WORK TO DO » Reproduce the data below word for word, leaving out the picture.

== DATA FOR THIS TASK ==

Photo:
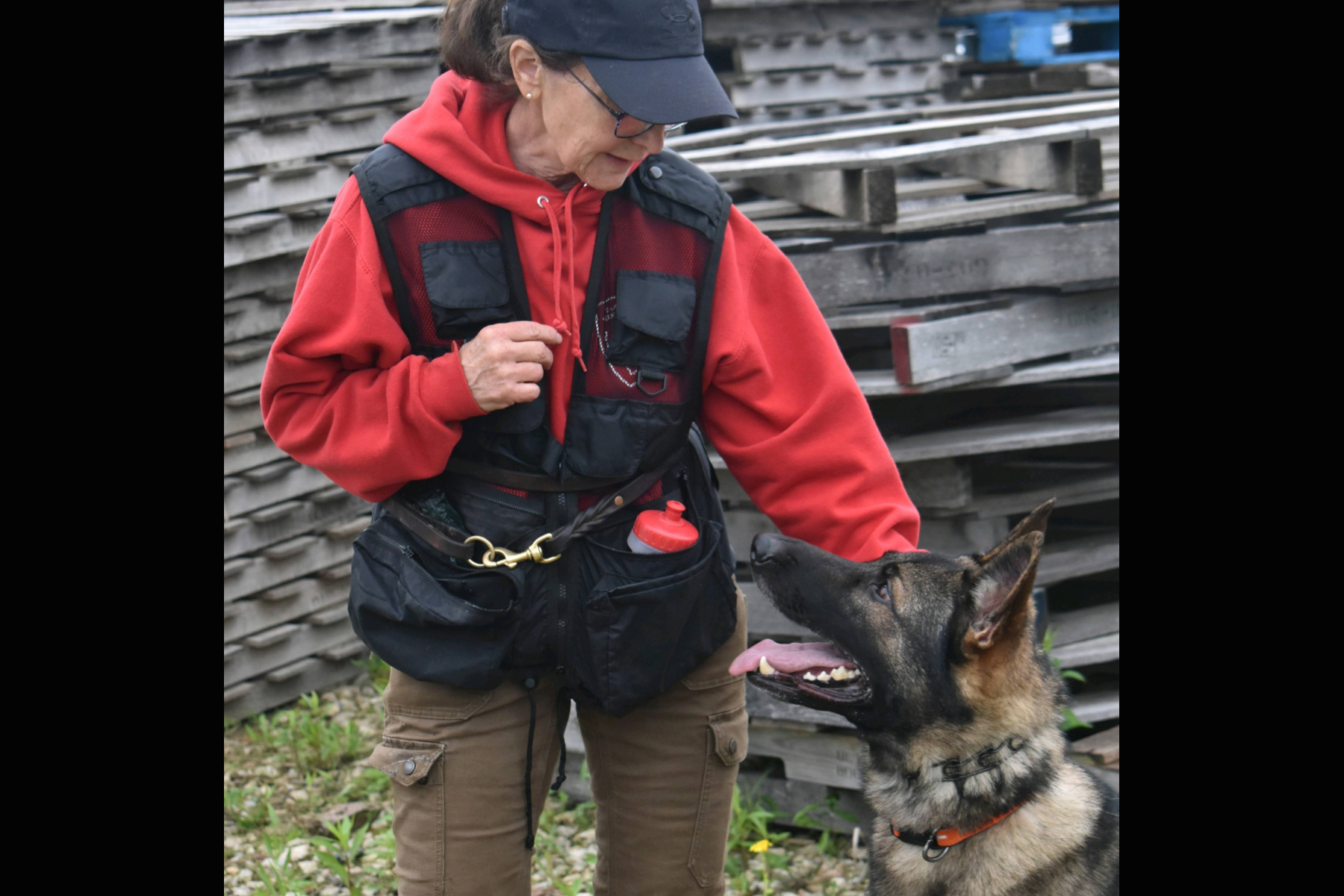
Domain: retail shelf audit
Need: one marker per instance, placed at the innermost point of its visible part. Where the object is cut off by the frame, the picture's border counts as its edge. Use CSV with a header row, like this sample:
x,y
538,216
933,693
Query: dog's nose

===

WORKED ANSWER »
Photo:
Domain: retail shelf audit
Need: one marker per instance, placed at the innermost point of its visible part. Where the object is cut off by the frame, the picture's border counts as its edge. Use CSV with a header row, like this sample:
x,y
538,216
933,693
Query: dog's nose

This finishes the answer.